____ 文本片段
摘 要:“反对阐释”是对模仿说的二元体系的质疑,也是基于解放感性的需要而提出的有力口号。其提出者桑塔格认为,“阐释”以寻找对等物的方式对艺术加以替换,艺术在此过程中被粗暴地瓦解,她号召在一个充斥着假象的世界里,在真理被扭曲的时代中,致力于维护自由思想的尊严。阐释者以此来将艺术作品转化为自己所能接受的东西,艺术就这样被纳入社会的理性权力机制之中。在现代社会中,在这样的阐释机制下,感觉被麻痹了,需要以某种方式复苏过来。“反对阐释”,也就是反对那种以挖掘意义为基本内容的单一阐释,尽管带有反文化色彩,但它不是对阐释本身的可能性提出质疑和否定,而是以反叛者的姿态提出阐释的另外一种可能性。
关键词:苏珊·桑塔格;反对阐释;新感受力
作者简介:吴金珂,男(1991.2-),贵州,重庆市西南大学文学院大三学生。
________
____ 数据摘录
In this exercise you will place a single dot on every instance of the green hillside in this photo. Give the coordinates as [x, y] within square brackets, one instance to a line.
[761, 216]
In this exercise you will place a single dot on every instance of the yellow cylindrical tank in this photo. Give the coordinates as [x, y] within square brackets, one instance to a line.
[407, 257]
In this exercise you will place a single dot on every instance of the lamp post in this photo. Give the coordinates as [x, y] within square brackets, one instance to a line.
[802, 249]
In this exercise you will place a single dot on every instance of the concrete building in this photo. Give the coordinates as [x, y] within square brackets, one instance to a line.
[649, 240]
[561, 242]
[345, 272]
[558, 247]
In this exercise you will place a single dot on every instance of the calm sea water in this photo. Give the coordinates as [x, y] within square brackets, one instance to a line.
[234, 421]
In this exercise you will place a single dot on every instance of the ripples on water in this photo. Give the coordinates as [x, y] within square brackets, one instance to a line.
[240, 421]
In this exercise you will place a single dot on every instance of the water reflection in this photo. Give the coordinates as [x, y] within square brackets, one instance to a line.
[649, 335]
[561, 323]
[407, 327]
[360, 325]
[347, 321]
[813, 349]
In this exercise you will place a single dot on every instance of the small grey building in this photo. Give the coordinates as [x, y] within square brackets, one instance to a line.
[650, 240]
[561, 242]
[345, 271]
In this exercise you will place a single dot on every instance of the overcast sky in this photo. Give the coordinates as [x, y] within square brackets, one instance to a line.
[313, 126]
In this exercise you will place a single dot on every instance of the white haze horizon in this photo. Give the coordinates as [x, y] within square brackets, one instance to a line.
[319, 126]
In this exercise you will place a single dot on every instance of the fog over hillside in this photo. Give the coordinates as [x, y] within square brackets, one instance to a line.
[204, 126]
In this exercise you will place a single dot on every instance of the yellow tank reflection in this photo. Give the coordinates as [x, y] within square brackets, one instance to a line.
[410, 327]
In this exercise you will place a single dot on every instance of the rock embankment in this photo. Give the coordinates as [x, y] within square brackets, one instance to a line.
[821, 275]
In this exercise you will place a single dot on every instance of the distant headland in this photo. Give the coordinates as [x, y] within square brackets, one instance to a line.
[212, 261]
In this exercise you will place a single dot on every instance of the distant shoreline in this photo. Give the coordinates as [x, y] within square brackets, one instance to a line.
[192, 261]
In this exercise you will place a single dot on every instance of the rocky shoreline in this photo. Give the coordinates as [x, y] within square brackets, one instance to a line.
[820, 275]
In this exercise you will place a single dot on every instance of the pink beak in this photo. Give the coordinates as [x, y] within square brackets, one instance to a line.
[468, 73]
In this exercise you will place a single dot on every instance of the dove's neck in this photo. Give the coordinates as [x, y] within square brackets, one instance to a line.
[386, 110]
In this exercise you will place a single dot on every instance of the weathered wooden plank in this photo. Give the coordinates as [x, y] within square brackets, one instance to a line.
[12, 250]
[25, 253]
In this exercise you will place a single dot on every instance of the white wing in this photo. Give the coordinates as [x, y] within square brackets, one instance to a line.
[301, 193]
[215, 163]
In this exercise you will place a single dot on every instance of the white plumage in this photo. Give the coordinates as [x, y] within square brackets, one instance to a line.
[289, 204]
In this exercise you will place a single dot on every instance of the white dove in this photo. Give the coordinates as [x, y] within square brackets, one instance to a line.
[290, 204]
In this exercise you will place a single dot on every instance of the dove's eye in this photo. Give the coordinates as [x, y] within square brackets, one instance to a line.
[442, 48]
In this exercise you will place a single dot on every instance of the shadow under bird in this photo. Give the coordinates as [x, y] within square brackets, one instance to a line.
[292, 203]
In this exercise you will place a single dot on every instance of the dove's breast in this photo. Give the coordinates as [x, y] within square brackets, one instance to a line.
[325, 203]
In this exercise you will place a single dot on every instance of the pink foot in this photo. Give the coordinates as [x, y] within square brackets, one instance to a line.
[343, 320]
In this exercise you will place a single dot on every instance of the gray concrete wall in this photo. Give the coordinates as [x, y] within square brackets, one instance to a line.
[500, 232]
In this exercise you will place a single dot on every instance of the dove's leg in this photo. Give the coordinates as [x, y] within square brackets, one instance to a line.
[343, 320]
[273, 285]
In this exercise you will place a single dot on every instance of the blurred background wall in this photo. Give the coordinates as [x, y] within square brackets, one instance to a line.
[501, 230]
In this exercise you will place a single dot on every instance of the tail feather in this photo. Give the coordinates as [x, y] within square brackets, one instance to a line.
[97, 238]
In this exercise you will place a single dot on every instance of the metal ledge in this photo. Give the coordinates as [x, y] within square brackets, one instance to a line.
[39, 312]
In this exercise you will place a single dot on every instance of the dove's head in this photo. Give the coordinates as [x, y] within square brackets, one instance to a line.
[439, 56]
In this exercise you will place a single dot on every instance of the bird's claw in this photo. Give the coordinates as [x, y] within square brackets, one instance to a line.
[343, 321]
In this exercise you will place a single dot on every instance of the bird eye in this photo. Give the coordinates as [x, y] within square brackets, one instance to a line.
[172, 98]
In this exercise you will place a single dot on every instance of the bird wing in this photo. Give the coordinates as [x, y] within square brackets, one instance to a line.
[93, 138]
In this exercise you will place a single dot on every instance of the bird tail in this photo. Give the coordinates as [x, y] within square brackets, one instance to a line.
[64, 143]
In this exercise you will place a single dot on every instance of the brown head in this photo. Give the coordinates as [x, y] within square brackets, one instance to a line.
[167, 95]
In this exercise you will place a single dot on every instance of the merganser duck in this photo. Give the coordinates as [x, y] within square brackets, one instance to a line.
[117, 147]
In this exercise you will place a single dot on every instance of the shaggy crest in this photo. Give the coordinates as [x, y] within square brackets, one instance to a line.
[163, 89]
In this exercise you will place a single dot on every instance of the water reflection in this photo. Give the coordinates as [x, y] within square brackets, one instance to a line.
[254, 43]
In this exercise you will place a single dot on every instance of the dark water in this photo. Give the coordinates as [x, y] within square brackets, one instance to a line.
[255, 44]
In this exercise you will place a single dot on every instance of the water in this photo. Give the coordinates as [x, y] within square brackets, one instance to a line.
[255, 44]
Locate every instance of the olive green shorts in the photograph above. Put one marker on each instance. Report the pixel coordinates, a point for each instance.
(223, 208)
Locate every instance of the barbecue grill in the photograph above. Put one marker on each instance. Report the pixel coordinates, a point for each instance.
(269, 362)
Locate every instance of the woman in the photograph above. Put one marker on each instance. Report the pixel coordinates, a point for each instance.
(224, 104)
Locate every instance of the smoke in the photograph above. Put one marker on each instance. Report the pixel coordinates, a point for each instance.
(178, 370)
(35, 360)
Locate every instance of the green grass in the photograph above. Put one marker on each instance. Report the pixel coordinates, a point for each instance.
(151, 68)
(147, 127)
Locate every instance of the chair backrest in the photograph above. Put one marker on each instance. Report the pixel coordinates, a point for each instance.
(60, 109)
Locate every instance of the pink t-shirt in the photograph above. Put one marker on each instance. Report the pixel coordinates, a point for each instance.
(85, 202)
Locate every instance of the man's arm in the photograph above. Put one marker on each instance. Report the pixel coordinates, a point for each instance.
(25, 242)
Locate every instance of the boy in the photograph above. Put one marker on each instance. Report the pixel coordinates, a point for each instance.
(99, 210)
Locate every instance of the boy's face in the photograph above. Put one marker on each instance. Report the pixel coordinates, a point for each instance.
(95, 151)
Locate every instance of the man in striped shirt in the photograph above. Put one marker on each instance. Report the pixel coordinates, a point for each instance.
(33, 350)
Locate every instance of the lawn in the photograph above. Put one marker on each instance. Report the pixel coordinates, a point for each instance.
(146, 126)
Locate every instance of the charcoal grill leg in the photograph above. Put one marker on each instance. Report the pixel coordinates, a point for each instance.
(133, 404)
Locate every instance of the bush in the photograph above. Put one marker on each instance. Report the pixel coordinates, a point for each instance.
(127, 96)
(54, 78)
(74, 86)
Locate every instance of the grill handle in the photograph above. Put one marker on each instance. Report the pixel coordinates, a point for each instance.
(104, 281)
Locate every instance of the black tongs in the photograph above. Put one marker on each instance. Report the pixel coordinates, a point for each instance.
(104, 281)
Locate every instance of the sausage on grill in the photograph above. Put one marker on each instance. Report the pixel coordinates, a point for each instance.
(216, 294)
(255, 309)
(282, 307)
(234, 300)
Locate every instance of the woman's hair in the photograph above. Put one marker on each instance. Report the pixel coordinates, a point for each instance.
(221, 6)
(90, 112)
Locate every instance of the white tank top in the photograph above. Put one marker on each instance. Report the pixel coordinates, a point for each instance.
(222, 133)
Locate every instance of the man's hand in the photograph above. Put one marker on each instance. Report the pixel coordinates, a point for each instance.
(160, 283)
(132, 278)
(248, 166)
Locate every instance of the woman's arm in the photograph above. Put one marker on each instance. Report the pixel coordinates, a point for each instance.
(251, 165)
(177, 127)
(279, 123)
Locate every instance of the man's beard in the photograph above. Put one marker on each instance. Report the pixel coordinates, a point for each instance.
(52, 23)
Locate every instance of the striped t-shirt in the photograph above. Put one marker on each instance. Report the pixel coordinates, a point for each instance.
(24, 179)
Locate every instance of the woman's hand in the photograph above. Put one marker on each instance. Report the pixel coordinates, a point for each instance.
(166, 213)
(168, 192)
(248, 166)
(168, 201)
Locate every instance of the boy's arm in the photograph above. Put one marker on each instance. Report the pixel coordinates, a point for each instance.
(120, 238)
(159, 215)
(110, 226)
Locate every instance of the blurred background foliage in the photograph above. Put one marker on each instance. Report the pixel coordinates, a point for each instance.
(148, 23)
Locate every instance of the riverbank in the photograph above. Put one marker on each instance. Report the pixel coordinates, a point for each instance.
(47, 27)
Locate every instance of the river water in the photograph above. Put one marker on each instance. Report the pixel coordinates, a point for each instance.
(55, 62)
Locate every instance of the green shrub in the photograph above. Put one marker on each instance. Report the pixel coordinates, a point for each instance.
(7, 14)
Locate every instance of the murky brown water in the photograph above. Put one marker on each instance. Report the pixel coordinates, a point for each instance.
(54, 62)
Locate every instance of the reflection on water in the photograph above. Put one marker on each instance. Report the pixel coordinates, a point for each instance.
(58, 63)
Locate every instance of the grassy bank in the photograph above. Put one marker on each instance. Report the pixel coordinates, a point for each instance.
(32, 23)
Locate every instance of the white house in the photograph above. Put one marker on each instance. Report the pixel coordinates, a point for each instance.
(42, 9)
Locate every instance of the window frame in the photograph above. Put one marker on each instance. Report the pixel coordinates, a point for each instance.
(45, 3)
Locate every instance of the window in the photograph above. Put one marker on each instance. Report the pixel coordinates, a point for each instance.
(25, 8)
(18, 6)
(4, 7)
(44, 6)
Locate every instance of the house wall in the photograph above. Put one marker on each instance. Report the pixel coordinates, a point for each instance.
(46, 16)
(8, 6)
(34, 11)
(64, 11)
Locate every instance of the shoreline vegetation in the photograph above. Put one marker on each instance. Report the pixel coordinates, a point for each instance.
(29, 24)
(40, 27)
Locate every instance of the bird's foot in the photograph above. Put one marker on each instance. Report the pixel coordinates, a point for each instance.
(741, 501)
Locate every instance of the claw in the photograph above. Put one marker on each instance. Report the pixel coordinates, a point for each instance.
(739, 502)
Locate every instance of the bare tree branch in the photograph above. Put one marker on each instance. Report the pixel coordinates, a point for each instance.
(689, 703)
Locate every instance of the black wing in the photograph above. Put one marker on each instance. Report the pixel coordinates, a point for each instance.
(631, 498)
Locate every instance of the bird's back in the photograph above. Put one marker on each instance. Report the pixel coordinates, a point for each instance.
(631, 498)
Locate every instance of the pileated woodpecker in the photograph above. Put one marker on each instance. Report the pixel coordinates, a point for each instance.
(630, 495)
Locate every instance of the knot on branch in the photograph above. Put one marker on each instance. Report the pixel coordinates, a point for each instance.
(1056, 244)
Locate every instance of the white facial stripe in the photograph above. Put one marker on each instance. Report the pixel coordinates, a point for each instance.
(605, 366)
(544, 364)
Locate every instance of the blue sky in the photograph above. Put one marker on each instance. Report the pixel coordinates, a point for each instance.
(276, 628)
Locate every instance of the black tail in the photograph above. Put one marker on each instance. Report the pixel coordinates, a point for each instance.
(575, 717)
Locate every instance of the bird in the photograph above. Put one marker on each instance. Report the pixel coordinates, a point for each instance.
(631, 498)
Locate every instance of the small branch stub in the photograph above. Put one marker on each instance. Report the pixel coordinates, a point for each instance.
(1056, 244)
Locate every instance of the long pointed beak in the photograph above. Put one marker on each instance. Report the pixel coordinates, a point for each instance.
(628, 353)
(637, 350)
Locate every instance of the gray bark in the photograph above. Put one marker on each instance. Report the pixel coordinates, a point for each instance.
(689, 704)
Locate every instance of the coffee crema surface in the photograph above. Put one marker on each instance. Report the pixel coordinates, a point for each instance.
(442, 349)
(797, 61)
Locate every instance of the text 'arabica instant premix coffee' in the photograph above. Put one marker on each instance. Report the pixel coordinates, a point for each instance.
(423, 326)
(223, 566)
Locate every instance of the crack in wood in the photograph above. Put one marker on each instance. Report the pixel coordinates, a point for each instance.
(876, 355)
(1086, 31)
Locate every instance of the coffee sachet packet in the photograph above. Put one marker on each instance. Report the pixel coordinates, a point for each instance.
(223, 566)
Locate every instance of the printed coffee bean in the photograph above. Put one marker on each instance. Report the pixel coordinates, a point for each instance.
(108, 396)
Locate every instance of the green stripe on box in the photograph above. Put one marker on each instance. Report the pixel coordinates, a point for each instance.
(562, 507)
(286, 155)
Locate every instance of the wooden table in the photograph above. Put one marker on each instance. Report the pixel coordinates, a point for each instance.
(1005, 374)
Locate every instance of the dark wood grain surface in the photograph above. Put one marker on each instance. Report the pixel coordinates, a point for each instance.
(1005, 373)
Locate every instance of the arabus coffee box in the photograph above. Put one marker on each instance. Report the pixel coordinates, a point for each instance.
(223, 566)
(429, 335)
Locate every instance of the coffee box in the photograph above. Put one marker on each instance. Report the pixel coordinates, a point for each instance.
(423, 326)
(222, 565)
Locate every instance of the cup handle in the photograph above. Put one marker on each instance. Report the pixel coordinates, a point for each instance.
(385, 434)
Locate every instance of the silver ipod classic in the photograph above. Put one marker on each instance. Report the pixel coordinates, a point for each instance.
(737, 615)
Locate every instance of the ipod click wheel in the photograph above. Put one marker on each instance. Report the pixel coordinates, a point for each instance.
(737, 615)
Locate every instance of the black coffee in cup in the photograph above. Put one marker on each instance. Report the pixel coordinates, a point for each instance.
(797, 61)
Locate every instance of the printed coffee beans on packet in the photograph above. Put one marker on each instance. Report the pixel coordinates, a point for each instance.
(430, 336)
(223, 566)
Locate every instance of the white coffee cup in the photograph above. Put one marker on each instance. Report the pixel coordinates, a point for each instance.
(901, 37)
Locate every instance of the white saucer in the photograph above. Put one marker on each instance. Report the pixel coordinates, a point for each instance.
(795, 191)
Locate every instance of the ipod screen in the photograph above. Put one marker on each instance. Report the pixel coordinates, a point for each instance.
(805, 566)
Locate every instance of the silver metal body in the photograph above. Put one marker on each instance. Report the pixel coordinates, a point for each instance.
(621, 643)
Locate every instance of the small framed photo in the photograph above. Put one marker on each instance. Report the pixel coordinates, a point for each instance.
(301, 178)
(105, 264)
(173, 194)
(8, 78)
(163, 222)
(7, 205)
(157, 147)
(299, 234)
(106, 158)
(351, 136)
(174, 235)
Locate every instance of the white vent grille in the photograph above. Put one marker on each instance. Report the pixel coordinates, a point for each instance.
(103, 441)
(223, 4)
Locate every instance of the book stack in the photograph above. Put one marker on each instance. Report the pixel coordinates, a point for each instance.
________
=== 待解问题 ===
**1.** 请将关于"反对阐释"的文本中的"阐释者以此来将艺术作品转化为自己所能接受的东西,艺术就这样被纳入社会的理性权力机制之中。"一句译成英文。
**2.** 请续写关于桑塔格"反对阐释"的文本,从其最后一句之后写起。
这些记录无需参考。

=== 参考答案 ===
**1.** By this means, interpreters transform works of art into something they themselves can accept, and art is thus absorbed into society's rational mechanism of power.

**2.**
[中图分类号]:I06 [文献标识码]:A
[文章编号]:1002-2139(2013)-9--01
对于苏珊·桑塔格来说,“反对阐释”的思想,绝对是其一以贯之的精神内核,她评论的锋芒遍及欧美先锋文学、戏剧、电影,集中体现了“新知识分子”“反对阐释”与以“新感受力”重估整个文学、艺术的革命性姿态和实绩,她号召在一个充斥着假象的世界里,在真理被扭曲的时代中,致力于维护自由思想的尊严。在当代文化中,阐释无处不在,作为一种主张,它可被视为“新感受力”美学的一部分,然而作为一种论辩风格和思维方式(如果可以这么说的话),这与她所坚持的批判立场密切相连。它与这样一种思维倾向紧密相连,即,把物还给物自身,认识世界,而不是它的影子。在后期的《疾病的隐喻》和《艾滋病及其隐喻》中,这种思维极其显著,桑塔格在这两篇文章中试图进行词与物的重新联结,让人们将疾病当作其本身来看待,而不是作为隐喻来看待,去除被附加在疾病之上的那些不符合事实的(隐喻性的)意义,特别是道德涵义。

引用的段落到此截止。